◆ **Exercise prompt**
All lines from the one containing "Would you mind tagging the dry" through the final line of the listing below, and no others, must be returned exactly; no pictures belong in the copy.

=== Begin Enclosure ===

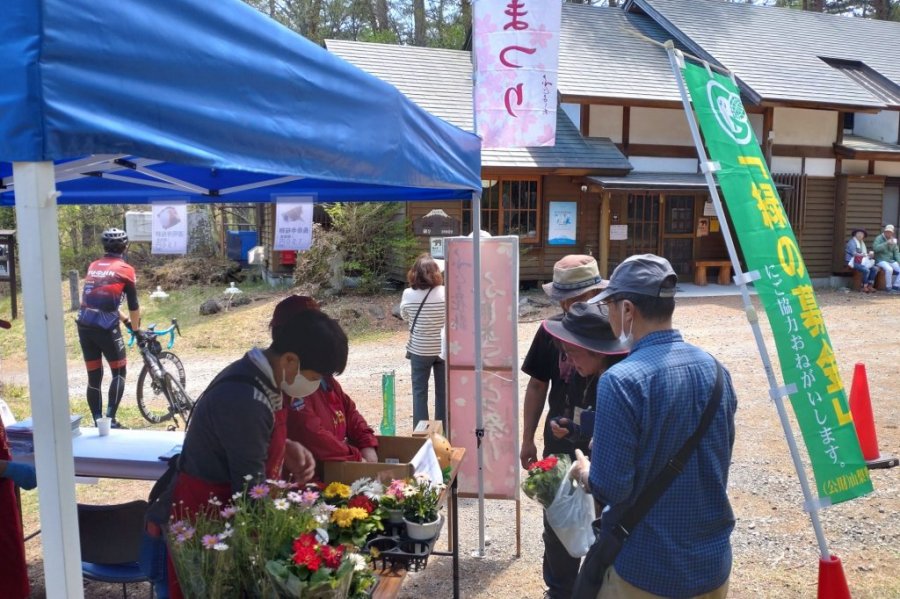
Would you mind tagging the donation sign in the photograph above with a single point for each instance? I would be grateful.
(516, 47)
(168, 227)
(805, 353)
(293, 223)
(499, 380)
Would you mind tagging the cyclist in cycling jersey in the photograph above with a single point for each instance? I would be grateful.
(108, 279)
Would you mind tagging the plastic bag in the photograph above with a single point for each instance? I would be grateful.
(570, 515)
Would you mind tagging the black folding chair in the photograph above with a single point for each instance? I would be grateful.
(111, 543)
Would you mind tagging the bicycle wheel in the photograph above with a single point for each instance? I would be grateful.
(179, 400)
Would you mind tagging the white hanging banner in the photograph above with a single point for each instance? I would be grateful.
(516, 46)
(168, 228)
(293, 223)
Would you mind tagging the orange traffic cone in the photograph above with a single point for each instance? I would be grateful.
(832, 584)
(864, 421)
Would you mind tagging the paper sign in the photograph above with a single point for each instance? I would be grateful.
(168, 227)
(516, 49)
(499, 341)
(618, 232)
(563, 223)
(293, 223)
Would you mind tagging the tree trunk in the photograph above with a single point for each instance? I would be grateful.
(418, 22)
(382, 22)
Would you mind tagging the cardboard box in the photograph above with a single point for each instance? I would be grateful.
(402, 449)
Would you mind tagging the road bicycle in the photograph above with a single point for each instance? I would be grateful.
(160, 387)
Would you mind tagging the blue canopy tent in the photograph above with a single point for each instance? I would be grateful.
(129, 101)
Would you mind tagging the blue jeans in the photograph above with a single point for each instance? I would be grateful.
(869, 274)
(421, 371)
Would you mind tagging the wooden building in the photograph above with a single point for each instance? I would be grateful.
(823, 94)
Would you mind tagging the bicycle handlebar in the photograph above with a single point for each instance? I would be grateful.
(151, 331)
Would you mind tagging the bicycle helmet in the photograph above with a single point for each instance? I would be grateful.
(114, 240)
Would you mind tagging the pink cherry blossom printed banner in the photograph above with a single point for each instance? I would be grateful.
(516, 45)
(499, 382)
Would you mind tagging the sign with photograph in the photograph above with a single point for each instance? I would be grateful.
(618, 232)
(168, 227)
(563, 223)
(499, 383)
(437, 247)
(293, 223)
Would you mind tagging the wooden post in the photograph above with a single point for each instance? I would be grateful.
(74, 299)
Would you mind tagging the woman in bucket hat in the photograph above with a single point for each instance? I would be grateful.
(588, 342)
(554, 380)
(858, 258)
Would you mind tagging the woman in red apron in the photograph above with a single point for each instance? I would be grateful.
(238, 427)
(13, 569)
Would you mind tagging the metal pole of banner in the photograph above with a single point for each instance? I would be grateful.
(479, 415)
(777, 393)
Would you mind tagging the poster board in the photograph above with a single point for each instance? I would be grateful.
(500, 389)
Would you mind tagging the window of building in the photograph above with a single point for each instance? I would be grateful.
(508, 207)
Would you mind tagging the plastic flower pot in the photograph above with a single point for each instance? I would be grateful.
(423, 532)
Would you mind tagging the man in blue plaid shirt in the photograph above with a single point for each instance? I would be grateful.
(647, 407)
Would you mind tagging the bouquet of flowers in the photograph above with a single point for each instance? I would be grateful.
(314, 569)
(222, 550)
(357, 514)
(544, 477)
(421, 499)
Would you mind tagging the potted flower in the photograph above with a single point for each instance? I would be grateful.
(421, 508)
(314, 569)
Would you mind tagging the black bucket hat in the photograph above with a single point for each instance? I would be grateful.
(587, 327)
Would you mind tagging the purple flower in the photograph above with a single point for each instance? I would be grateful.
(259, 491)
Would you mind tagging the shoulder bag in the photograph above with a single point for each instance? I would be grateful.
(605, 549)
(413, 328)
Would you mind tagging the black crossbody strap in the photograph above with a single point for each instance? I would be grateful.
(663, 480)
(413, 328)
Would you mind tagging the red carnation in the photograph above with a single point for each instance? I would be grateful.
(307, 556)
(332, 556)
(363, 502)
(547, 464)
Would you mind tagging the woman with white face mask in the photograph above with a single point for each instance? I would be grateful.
(237, 432)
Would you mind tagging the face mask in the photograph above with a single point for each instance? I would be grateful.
(623, 338)
(301, 387)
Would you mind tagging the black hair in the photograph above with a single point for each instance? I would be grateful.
(317, 339)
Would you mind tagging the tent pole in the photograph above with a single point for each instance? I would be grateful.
(479, 416)
(36, 219)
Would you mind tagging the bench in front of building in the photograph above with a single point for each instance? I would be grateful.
(700, 267)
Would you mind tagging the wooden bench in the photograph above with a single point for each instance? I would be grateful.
(856, 283)
(700, 267)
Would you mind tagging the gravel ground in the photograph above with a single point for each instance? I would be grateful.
(775, 551)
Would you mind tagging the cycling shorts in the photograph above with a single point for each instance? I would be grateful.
(102, 342)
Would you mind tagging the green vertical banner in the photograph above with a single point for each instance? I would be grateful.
(770, 248)
(388, 428)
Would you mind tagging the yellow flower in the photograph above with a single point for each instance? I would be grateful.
(337, 490)
(358, 513)
(343, 516)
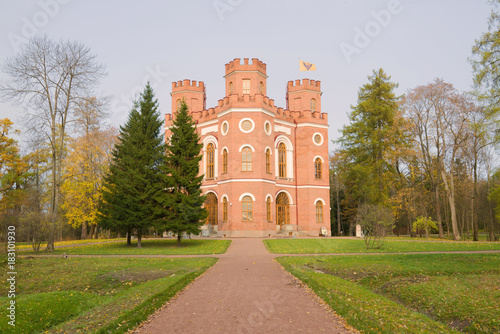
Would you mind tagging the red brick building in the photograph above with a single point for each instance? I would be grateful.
(265, 167)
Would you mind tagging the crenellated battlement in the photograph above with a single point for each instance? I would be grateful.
(189, 85)
(300, 93)
(308, 84)
(236, 65)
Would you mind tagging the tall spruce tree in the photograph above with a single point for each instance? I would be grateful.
(181, 201)
(134, 175)
(370, 143)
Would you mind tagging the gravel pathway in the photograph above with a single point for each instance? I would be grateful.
(247, 291)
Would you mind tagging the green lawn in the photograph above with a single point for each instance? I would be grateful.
(333, 245)
(150, 247)
(482, 237)
(424, 293)
(24, 245)
(94, 295)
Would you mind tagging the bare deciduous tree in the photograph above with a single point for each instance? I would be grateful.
(50, 79)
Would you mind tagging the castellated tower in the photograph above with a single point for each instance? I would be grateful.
(265, 168)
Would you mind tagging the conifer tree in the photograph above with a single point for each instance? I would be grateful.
(371, 141)
(181, 201)
(134, 175)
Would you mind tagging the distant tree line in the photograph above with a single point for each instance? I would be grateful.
(428, 156)
(81, 178)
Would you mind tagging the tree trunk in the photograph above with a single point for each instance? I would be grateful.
(438, 212)
(139, 238)
(129, 236)
(339, 223)
(450, 190)
(91, 234)
(84, 230)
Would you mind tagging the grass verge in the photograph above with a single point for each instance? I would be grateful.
(24, 245)
(423, 293)
(94, 295)
(149, 247)
(333, 245)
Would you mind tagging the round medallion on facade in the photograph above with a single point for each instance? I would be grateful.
(225, 128)
(317, 139)
(247, 125)
(267, 127)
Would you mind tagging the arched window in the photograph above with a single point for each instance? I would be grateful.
(224, 161)
(268, 161)
(282, 209)
(317, 169)
(224, 209)
(268, 209)
(246, 86)
(210, 161)
(211, 207)
(282, 159)
(319, 211)
(246, 159)
(247, 208)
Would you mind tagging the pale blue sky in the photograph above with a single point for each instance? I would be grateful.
(141, 40)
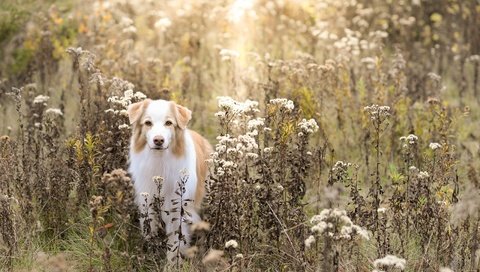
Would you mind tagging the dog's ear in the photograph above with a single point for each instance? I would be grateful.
(183, 115)
(135, 111)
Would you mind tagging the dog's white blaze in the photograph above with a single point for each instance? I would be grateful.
(157, 113)
(149, 163)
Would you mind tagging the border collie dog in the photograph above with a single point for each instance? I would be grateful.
(162, 146)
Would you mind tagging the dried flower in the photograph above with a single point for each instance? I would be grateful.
(231, 243)
(435, 146)
(389, 261)
(54, 111)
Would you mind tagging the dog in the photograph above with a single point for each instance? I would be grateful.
(162, 146)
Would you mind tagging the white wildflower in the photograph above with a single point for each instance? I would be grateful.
(40, 99)
(54, 111)
(390, 261)
(411, 139)
(434, 77)
(310, 240)
(255, 123)
(423, 175)
(308, 126)
(130, 30)
(283, 103)
(378, 113)
(228, 54)
(231, 243)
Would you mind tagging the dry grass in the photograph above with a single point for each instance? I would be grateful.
(346, 133)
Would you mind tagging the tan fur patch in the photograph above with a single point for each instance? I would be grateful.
(182, 115)
(135, 113)
(202, 150)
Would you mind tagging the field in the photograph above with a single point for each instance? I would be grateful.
(346, 134)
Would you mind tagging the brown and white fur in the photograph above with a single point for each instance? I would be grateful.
(161, 145)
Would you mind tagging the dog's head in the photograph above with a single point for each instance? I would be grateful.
(158, 125)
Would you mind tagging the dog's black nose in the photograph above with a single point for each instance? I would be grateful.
(158, 140)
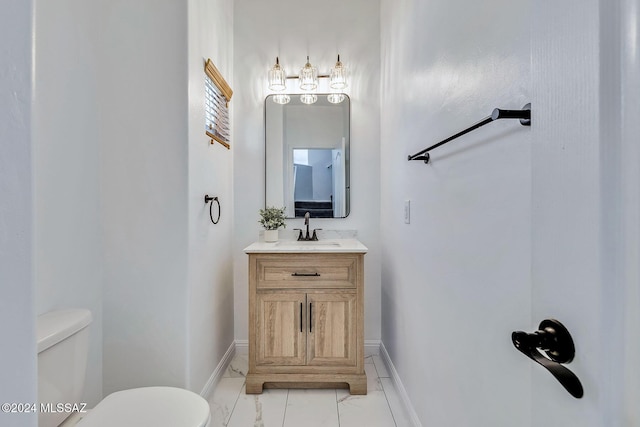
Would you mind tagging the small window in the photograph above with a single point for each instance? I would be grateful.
(216, 105)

=== End Enclosure ===

◆ **Output below**
Would you mind tagging the dry grass in the photograph above with a single point for each instance? I would be grateful.
(346, 133)
Would you mind tagging the tan fur patch in the photograph above with a single point for each instance? I would be grateful.
(182, 115)
(135, 113)
(202, 150)
Would you mind tagging the field in the photograph above with a single point for each instance? I would be grateful.
(346, 134)
Would you mind tagging the brown and white fur in the photograph above with a single point for each instance? I would be grateful.
(161, 145)
Would you mind tagging the dog's head in the photograph above with a single point for each instance? I would be grateful.
(158, 125)
Would you mind tagging the dog's black nose in the photograph above with a single point for each instance? I would be grateful.
(158, 140)
Would you mind tagging the small window in the photograph above with a single point for each instance? I would be grateful.
(216, 105)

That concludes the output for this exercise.